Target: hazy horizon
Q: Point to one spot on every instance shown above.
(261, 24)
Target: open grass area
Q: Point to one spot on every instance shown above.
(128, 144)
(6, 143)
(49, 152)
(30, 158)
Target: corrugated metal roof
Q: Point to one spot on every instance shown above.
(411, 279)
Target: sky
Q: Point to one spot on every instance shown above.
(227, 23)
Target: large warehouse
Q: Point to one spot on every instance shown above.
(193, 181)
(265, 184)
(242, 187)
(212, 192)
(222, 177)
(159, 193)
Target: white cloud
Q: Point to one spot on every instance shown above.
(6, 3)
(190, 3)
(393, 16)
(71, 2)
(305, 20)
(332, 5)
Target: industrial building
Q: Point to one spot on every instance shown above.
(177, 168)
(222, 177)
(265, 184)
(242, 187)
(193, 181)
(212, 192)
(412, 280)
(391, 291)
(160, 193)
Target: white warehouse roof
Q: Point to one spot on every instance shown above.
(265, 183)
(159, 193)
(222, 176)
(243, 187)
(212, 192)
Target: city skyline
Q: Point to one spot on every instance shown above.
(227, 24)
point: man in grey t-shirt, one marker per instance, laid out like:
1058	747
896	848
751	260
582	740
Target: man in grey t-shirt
---
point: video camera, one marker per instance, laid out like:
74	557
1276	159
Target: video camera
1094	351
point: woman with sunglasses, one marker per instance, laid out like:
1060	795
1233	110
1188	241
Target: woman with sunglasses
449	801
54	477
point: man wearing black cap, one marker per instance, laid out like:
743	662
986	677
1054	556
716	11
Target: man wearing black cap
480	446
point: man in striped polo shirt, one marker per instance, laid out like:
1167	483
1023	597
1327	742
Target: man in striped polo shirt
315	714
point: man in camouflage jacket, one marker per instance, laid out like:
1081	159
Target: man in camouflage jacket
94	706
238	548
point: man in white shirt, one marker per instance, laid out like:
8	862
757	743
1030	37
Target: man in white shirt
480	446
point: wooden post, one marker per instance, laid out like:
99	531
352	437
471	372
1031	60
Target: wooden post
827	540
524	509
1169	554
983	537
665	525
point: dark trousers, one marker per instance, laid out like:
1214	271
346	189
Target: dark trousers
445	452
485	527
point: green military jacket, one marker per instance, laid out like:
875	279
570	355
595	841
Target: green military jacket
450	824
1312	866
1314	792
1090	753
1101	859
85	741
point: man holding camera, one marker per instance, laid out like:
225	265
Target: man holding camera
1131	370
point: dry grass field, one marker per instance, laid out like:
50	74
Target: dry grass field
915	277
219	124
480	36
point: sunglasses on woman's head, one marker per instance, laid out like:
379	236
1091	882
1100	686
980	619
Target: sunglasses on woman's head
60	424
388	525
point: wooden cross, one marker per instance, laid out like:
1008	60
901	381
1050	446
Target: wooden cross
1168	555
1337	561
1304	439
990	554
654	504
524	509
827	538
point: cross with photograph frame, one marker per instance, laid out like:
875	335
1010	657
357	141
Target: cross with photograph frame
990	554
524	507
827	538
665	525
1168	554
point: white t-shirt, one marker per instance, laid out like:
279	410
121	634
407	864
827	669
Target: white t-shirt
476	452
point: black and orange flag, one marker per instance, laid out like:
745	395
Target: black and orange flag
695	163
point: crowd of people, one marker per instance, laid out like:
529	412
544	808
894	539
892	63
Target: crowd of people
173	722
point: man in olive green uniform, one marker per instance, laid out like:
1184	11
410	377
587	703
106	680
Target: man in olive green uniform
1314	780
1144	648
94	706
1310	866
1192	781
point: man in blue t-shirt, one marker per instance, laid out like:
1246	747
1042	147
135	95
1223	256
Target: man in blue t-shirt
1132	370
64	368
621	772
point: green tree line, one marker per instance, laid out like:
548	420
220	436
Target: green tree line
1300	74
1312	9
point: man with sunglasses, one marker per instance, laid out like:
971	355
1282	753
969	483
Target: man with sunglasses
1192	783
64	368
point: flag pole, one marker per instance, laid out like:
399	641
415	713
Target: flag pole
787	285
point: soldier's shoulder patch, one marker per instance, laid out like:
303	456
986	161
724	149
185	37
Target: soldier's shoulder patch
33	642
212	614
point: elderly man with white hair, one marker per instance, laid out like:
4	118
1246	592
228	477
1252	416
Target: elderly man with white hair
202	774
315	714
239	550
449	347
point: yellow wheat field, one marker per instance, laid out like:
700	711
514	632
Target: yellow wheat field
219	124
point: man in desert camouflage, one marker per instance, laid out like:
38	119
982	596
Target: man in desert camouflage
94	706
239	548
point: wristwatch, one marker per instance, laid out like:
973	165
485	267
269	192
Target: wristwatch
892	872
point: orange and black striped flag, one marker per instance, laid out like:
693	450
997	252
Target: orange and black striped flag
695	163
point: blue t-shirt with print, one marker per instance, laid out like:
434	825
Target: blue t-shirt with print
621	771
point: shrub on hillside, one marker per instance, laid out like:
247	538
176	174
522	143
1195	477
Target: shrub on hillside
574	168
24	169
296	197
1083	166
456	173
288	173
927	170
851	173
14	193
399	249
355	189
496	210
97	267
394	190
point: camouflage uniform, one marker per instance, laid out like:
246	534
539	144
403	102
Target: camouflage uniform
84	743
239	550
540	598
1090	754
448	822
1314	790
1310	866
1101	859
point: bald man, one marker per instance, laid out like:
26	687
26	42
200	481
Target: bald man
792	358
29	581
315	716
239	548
* * *
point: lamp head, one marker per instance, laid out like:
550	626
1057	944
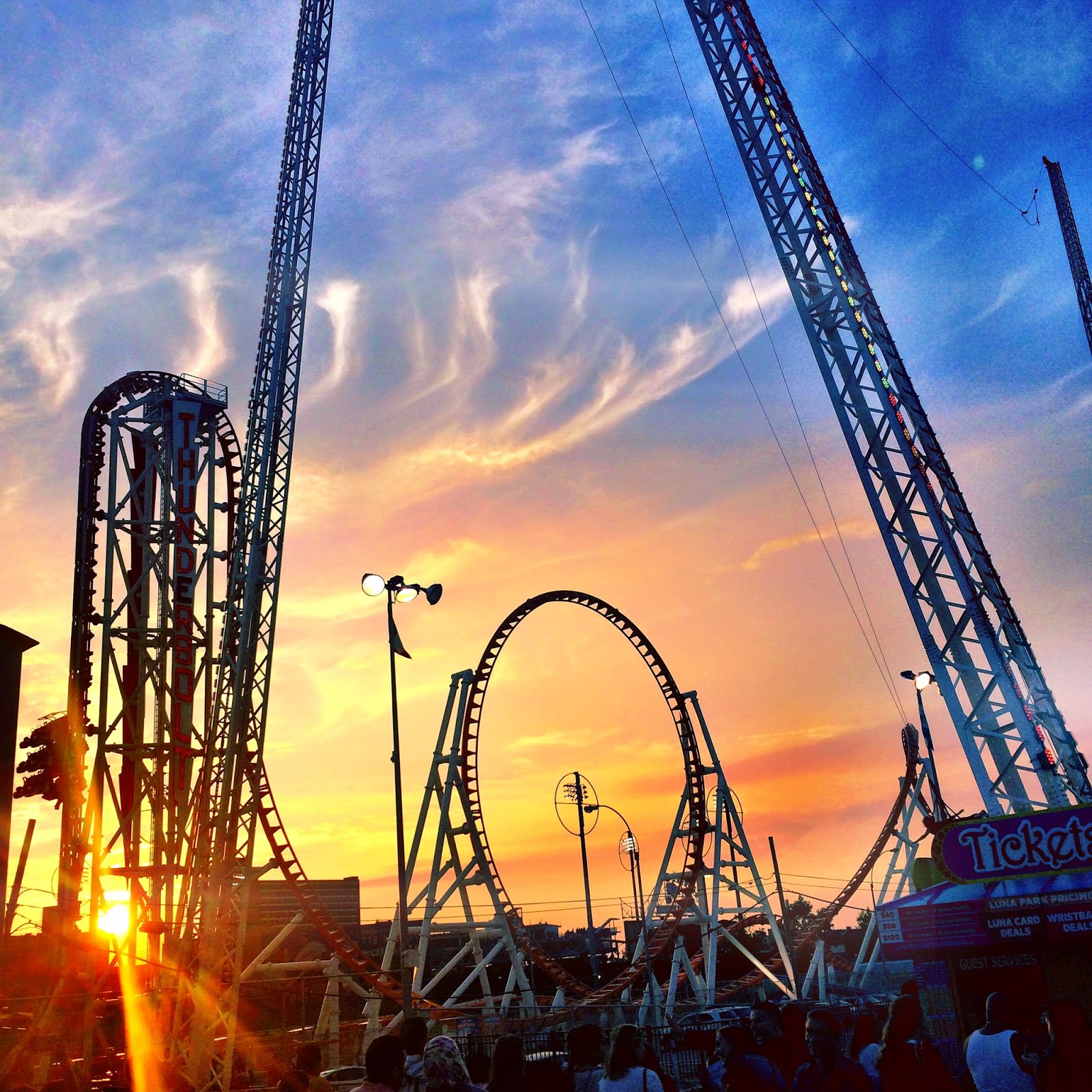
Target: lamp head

_Short task_.
How many lines in the material above contain the string "lamp"? Reply with only the number.

_Task answer_.
2